▸ Dataset excerpts
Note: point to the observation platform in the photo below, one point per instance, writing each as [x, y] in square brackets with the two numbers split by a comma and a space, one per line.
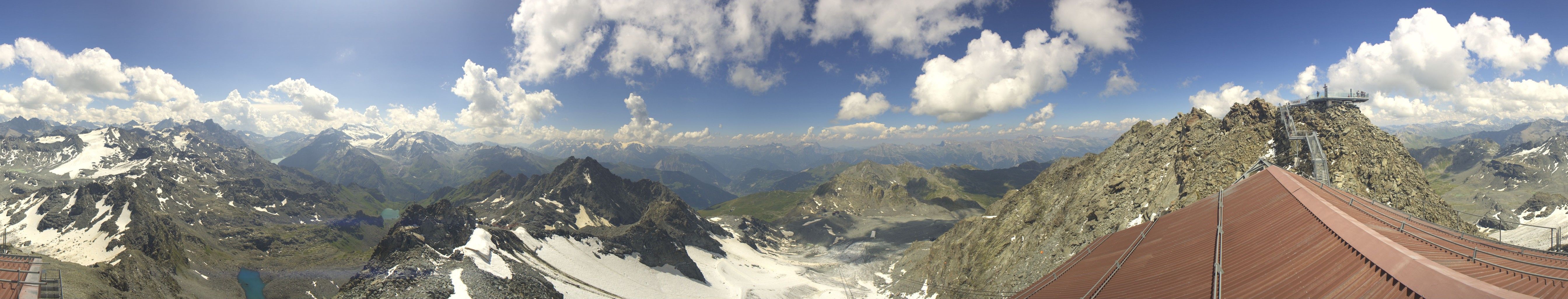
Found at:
[1334, 98]
[1280, 235]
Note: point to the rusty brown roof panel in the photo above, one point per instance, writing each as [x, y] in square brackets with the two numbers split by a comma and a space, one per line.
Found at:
[18, 263]
[1275, 246]
[1175, 260]
[1531, 273]
[1287, 237]
[1079, 279]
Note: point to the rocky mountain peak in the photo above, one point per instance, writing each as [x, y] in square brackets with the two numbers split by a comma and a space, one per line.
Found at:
[414, 144]
[1155, 169]
[581, 197]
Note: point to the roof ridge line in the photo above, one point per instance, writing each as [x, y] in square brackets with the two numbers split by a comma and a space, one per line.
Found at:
[1412, 270]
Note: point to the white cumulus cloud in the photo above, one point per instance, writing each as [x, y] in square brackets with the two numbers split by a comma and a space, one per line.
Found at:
[313, 101]
[647, 130]
[1105, 26]
[755, 81]
[1305, 81]
[7, 56]
[560, 37]
[993, 76]
[87, 73]
[858, 106]
[499, 105]
[1561, 54]
[1426, 70]
[1039, 119]
[1493, 40]
[872, 78]
[1219, 101]
[909, 27]
[1120, 82]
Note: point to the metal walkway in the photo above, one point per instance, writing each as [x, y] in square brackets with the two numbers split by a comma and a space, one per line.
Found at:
[1315, 145]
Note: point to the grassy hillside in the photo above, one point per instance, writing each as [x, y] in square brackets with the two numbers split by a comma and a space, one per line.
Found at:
[763, 205]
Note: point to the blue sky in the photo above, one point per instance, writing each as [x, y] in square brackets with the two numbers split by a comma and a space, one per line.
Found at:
[412, 54]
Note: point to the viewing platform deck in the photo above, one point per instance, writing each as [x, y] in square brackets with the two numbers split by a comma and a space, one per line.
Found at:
[1334, 98]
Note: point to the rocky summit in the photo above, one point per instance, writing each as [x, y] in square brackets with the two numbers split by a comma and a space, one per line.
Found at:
[578, 230]
[1152, 171]
[179, 211]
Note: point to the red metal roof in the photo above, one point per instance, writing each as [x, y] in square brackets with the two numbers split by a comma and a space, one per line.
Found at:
[1288, 237]
[10, 290]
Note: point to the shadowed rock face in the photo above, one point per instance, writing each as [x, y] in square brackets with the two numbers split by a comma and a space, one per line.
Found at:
[427, 245]
[582, 199]
[178, 208]
[1152, 171]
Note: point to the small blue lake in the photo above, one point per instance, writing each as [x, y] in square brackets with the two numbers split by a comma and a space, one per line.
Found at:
[251, 282]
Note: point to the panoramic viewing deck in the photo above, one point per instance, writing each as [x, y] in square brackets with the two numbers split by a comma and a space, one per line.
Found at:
[1334, 98]
[1289, 237]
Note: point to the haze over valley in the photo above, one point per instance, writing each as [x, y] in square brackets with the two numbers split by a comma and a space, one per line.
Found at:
[783, 150]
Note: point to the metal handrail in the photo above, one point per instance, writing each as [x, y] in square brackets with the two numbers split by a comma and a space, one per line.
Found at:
[951, 288]
[21, 282]
[1435, 245]
[1321, 95]
[1073, 262]
[1332, 190]
[1112, 271]
[1523, 248]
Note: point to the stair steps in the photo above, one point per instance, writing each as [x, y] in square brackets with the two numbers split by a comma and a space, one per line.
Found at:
[1315, 145]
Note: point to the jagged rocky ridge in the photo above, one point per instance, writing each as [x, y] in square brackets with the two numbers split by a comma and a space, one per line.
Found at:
[178, 211]
[429, 245]
[405, 166]
[1155, 169]
[575, 230]
[1495, 171]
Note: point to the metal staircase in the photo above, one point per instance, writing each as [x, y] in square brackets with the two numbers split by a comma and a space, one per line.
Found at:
[1315, 145]
[52, 286]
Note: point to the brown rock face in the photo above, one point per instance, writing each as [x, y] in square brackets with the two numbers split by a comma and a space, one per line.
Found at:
[1152, 171]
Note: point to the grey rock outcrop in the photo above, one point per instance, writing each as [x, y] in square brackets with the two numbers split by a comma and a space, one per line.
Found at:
[1155, 169]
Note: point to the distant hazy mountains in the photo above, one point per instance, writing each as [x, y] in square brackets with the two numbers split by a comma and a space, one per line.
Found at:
[404, 166]
[1498, 171]
[1152, 171]
[175, 210]
[1434, 134]
[758, 167]
[576, 230]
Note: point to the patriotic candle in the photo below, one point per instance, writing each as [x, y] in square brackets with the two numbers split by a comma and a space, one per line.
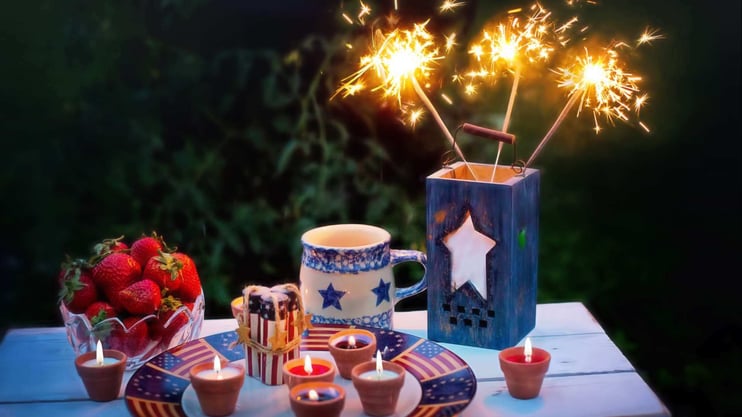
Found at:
[298, 371]
[378, 384]
[524, 368]
[351, 347]
[101, 372]
[217, 388]
[311, 399]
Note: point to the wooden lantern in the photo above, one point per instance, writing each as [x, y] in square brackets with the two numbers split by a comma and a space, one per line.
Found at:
[482, 247]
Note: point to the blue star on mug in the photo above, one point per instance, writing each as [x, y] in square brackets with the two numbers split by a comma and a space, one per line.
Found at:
[382, 291]
[331, 297]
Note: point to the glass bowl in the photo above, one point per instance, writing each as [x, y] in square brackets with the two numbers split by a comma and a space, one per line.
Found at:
[140, 339]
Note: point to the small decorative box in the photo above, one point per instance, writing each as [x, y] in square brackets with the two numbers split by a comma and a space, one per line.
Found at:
[270, 328]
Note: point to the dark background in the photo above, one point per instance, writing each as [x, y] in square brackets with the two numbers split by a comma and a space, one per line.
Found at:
[209, 121]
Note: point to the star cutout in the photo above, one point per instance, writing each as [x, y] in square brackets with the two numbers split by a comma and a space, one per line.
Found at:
[278, 341]
[243, 334]
[469, 249]
[382, 291]
[331, 297]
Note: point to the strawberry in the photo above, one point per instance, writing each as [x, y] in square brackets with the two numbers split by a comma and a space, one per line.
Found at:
[164, 269]
[99, 311]
[110, 245]
[78, 289]
[142, 297]
[148, 246]
[132, 342]
[115, 272]
[190, 288]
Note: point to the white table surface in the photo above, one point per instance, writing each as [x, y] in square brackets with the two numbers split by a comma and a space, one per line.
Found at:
[588, 375]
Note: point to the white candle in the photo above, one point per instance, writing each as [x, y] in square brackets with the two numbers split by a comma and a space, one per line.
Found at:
[380, 373]
[528, 350]
[99, 359]
[217, 372]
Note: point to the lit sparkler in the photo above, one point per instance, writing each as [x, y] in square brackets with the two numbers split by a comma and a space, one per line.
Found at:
[600, 85]
[398, 60]
[508, 46]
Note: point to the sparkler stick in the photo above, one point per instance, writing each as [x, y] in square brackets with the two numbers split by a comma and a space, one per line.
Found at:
[554, 127]
[506, 122]
[439, 121]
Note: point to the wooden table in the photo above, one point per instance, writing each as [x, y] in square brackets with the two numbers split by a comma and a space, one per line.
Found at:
[588, 376]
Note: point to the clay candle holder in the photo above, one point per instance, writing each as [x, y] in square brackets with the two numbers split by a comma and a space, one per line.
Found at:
[298, 371]
[378, 385]
[217, 389]
[524, 368]
[351, 347]
[102, 372]
[312, 399]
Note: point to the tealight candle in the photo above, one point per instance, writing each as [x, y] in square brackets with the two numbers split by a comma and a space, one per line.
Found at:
[378, 384]
[319, 398]
[299, 370]
[351, 347]
[237, 305]
[217, 388]
[524, 368]
[102, 372]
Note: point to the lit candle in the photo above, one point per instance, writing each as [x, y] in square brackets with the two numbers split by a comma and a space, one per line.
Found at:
[102, 372]
[297, 371]
[217, 388]
[524, 368]
[318, 398]
[100, 360]
[380, 373]
[378, 385]
[351, 347]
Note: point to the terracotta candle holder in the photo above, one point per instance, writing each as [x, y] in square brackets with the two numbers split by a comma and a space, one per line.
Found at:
[378, 388]
[102, 379]
[313, 399]
[217, 390]
[524, 379]
[306, 369]
[351, 347]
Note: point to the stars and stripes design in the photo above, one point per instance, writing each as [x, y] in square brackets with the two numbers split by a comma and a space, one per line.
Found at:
[448, 384]
[316, 337]
[427, 360]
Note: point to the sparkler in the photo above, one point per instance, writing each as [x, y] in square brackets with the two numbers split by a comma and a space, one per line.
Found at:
[601, 85]
[510, 45]
[398, 59]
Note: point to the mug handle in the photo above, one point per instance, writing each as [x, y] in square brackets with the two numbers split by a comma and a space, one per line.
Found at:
[410, 255]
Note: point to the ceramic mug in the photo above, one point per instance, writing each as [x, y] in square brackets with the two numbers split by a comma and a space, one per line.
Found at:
[346, 275]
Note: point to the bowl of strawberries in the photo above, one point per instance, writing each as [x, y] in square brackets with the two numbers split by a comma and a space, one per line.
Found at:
[141, 299]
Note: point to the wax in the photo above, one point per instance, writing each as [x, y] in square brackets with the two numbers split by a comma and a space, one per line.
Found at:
[226, 372]
[317, 369]
[374, 375]
[343, 344]
[106, 361]
[322, 395]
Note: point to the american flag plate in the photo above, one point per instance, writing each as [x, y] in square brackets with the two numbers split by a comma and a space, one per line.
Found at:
[438, 382]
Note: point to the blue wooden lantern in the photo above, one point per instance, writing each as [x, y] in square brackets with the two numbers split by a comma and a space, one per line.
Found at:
[482, 247]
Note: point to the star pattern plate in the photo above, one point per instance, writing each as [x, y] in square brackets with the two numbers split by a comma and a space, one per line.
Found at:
[448, 384]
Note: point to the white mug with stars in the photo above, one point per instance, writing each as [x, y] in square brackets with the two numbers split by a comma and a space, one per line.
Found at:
[346, 275]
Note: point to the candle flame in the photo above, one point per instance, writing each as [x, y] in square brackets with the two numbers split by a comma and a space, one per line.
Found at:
[308, 365]
[313, 395]
[217, 365]
[379, 366]
[99, 353]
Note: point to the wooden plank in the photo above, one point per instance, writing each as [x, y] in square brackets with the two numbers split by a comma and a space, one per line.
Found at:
[605, 395]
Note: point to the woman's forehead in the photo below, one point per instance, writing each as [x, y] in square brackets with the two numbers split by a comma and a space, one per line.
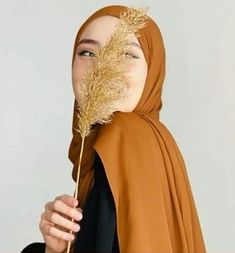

▸ Directions for this task
From the opening line of the entries above to the line containing "Note: point to the rusty", please transcribe each line exactly, skipping every picture.

▸ Response for this exercise
Note: point to the observation platform in the photo below, one point per instance, writing each as [x, y] in square brackets with the two numbers split by a comma and a space, one per line.
Found at:
[1334, 98]
[1280, 235]
Note: point to the rusty brown roof panel in the photo above, one point per instance, writing each as [x, y] in square brackets with the two numbers split by a comma and a space, one per line.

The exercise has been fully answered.